#### RECORDED DATA

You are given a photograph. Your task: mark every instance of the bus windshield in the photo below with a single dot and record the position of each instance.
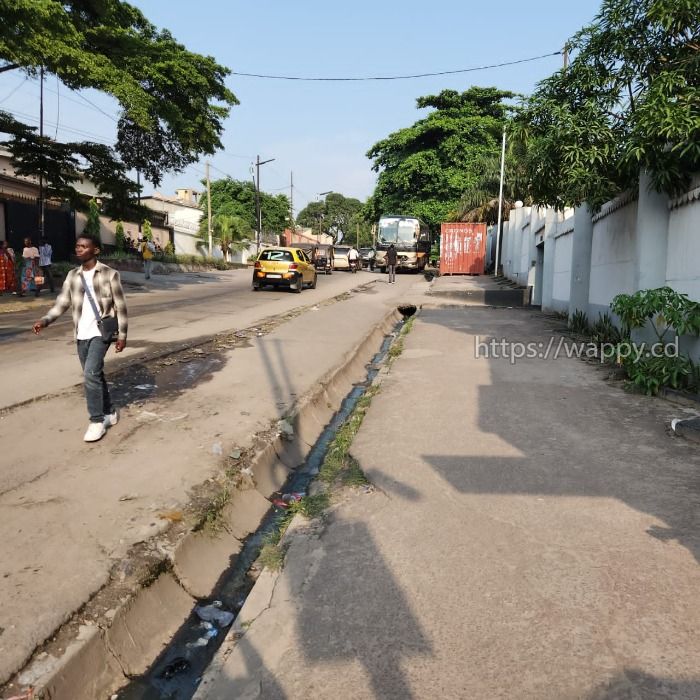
(398, 231)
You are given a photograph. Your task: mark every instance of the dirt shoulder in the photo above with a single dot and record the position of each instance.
(72, 511)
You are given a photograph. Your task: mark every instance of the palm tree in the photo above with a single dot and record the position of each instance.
(480, 202)
(232, 233)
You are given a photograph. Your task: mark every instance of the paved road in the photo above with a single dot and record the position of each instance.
(71, 511)
(533, 535)
(174, 308)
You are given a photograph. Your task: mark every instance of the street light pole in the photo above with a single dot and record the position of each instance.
(320, 218)
(209, 236)
(258, 208)
(41, 138)
(500, 205)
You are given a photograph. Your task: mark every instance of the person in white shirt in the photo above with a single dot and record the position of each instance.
(104, 285)
(353, 257)
(45, 254)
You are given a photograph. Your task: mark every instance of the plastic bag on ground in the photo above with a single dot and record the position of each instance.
(210, 613)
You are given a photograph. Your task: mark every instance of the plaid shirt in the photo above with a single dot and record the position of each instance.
(109, 297)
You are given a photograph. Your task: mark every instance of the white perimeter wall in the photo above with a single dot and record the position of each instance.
(561, 277)
(612, 257)
(683, 256)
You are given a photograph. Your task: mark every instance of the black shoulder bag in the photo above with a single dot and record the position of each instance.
(109, 325)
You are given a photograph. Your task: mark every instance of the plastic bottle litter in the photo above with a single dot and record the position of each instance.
(285, 499)
(201, 642)
(212, 613)
(178, 665)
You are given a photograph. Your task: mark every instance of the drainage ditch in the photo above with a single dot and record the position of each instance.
(177, 672)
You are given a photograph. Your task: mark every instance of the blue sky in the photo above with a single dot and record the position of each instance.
(321, 131)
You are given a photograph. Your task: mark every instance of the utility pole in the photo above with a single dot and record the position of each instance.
(209, 210)
(291, 199)
(258, 209)
(500, 205)
(138, 194)
(41, 139)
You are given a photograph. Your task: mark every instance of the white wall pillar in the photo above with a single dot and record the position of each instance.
(652, 236)
(550, 227)
(581, 259)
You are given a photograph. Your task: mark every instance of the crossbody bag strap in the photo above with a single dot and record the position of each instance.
(92, 301)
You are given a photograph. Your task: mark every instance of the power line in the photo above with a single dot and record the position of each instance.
(85, 99)
(14, 90)
(79, 132)
(398, 77)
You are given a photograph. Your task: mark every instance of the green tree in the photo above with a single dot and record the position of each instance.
(629, 101)
(232, 233)
(337, 216)
(425, 168)
(236, 198)
(92, 225)
(479, 202)
(173, 101)
(120, 236)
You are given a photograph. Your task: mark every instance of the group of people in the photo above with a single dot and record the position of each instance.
(30, 273)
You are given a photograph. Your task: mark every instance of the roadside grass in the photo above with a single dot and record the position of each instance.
(211, 517)
(339, 468)
(397, 346)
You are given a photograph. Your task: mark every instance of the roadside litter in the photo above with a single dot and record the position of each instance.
(689, 428)
(285, 499)
(179, 665)
(209, 634)
(214, 613)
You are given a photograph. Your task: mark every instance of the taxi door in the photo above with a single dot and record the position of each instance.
(307, 269)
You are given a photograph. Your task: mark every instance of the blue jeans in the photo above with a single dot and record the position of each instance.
(92, 359)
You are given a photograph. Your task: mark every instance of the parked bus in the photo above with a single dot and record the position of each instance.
(411, 238)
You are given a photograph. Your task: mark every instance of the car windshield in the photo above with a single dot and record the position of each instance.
(276, 256)
(398, 230)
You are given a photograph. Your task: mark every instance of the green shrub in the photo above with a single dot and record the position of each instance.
(604, 331)
(666, 312)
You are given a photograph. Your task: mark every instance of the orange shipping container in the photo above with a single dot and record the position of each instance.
(462, 249)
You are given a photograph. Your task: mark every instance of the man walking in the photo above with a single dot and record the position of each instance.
(391, 259)
(147, 250)
(103, 285)
(353, 258)
(45, 254)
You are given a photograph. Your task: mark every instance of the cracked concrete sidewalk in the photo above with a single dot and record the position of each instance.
(534, 534)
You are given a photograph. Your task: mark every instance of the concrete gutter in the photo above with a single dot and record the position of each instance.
(100, 660)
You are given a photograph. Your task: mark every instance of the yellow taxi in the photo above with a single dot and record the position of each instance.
(284, 267)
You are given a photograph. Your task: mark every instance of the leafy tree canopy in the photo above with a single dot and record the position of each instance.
(424, 169)
(629, 100)
(338, 216)
(173, 101)
(236, 198)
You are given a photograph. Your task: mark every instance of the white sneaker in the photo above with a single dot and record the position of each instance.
(111, 419)
(94, 432)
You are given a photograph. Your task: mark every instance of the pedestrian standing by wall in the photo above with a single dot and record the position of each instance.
(391, 259)
(45, 255)
(147, 250)
(103, 285)
(8, 278)
(30, 269)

########

*AIM*. Copy out all of the records above, substituting "single marker" for every "single dot" and keeping everything else the same. Omit the pictures from your copy.

*SOLUTION FOR THIS PROBLEM*.
You are given a photograph. Your task: mark every instance of the bus windshield in the photo below with a single marker and record the position of each instance.
(398, 231)
You are given a photograph. Your task: mark every instance of the dirt shoulder in the photo above with a single marker and record the position of each instance.
(72, 511)
You are given a photograph. Your task: mark every instance of the palm tree in the photo above with a single marker and record the position of each instance.
(480, 202)
(232, 233)
You are given a photograph. Your task: mark every instance of the paved road in the photo above with a single marker and record the position of each instance.
(71, 511)
(533, 535)
(174, 308)
You are given a photograph. Your task: mark every instance of the street light pole in the photo above with a single marker and record the position of each instance.
(320, 218)
(209, 236)
(258, 208)
(41, 138)
(500, 205)
You are given a photograph. Your task: mark every instance of the person in white shirt in the photo above with a single marker and record the position of each instance.
(104, 285)
(353, 257)
(45, 254)
You are given a photograph. Your task: mark every instance of the plastic bag on ground in the photo above with a single marker and record the position of each instance.
(210, 613)
You are given a photograph. Your task: mark every instance of the plaid shirt in the photo above with a single marker and record the position of each instance.
(109, 297)
You are given a photograph. Your task: mark every instance of the white perimeter wall in the photo above with a single marker and record the position of each instance.
(561, 277)
(612, 257)
(683, 256)
You are given a photograph. Your task: mark every instance of the black shoulder bag in the photo above with a single marker and record the position of each instance.
(109, 325)
You are given a photograph. Your task: mark every instance of the plastic bottle litter in the photo above with a single marker and record the position of each instance.
(285, 499)
(201, 642)
(212, 613)
(178, 665)
You are given a photograph. Your task: mark every instance of the drainage ditch in the photo above with a single marker and record the position of each instance.
(177, 672)
You are given a photograph. Your task: mark every instance of the blue sky in the photo above with a single marker and record the position of each instance.
(321, 131)
You are given a photograph. Your task: mark every instance of the utility pole in the photo above with a single marker and record the position of each instance.
(209, 210)
(291, 199)
(258, 209)
(500, 205)
(138, 194)
(41, 139)
You are given a photograph. Your task: mark every instance of the white wall pillar in the photo above with a single marker and record the position of each instance.
(652, 236)
(550, 227)
(581, 259)
You are given a photograph. Your task: mark every instance of the crossbody bag strap in the photo above with a single marker and record the position of each instance.
(92, 301)
You are given a photograph. Your task: mark every instance of the power line in the photo above with a single marker and record the position of each instance.
(85, 99)
(14, 90)
(79, 132)
(398, 77)
You are given a photograph. Your task: mark every instance of the green tree in the photo above with a single marker and record the position of each instance.
(629, 101)
(232, 233)
(337, 216)
(425, 168)
(236, 198)
(92, 225)
(479, 202)
(173, 101)
(120, 236)
You are given a photograph. Your task: mark every instance of the group of people in the photo above with a single marker and record the position of each instance.
(30, 273)
You are given a photograph. Your task: mark every instance of the roadside grass in the photo above with a single marker and record the position of each instance.
(211, 517)
(339, 468)
(397, 346)
You are given a photograph. Your task: mark every instance of the roadside litter in the photo above with a single marker and record the position of each instance.
(689, 428)
(285, 499)
(179, 665)
(209, 634)
(214, 613)
You are given a photograph. Your task: mark every instance of the taxi door in the photo above with a single marker and record the position of each instance.
(307, 269)
You are given a photograph. Your task: mark every instance of the blue jeans in the photo above with a single marker and record the position of each instance.
(92, 359)
You are given a photograph. Your task: mark every instance of the parked bus in the photo above with a single marker and record the position of each instance.
(411, 238)
You are given a photograph. Your task: mark every instance of the car windshield in the photo above with a single marker and record the position of each instance.
(276, 256)
(398, 230)
You are given a photograph. Your task: mark every instance of the green shrub in the photo above with a single marker and record the position of each instance.
(604, 331)
(666, 312)
You are given a photograph. Your task: mark every instance of the orange shipping container in the photo above with a single marker and record the position of each instance.
(462, 249)
You are given a photograph. Your task: mark every instance of the man walking in the photo above with a single marker and record the position of each instance.
(391, 259)
(147, 250)
(103, 285)
(353, 258)
(45, 254)
You are given a photograph. Your task: mark every instance of the cracked concrete sidewalk in the photo above with a single marker and record the position of each instance.
(534, 534)
You are given a photograph. Your task: mark every instance of the concrete gutter in the photo above with a single marker and record the position of each instance.
(100, 660)
You are given a photograph. Your task: mark every instance of the yellow taxi in the photo above with a single marker and record the position of each instance.
(284, 267)
You are given a photograph. Your task: mark every instance of the leafy tree canopy in the photo above with a single marker and record the position of each instance.
(424, 169)
(629, 100)
(338, 216)
(173, 101)
(236, 198)
You are given a photograph. Your task: mark every instance of the white sneaker in the photo above with a single marker and record the position of each instance.
(111, 419)
(94, 432)
You are given a photograph. Your task: mark every instance of the pedestrian standing by wall in the photo above with a single marker and record the position of each instance.
(391, 259)
(45, 255)
(147, 250)
(103, 285)
(8, 278)
(30, 269)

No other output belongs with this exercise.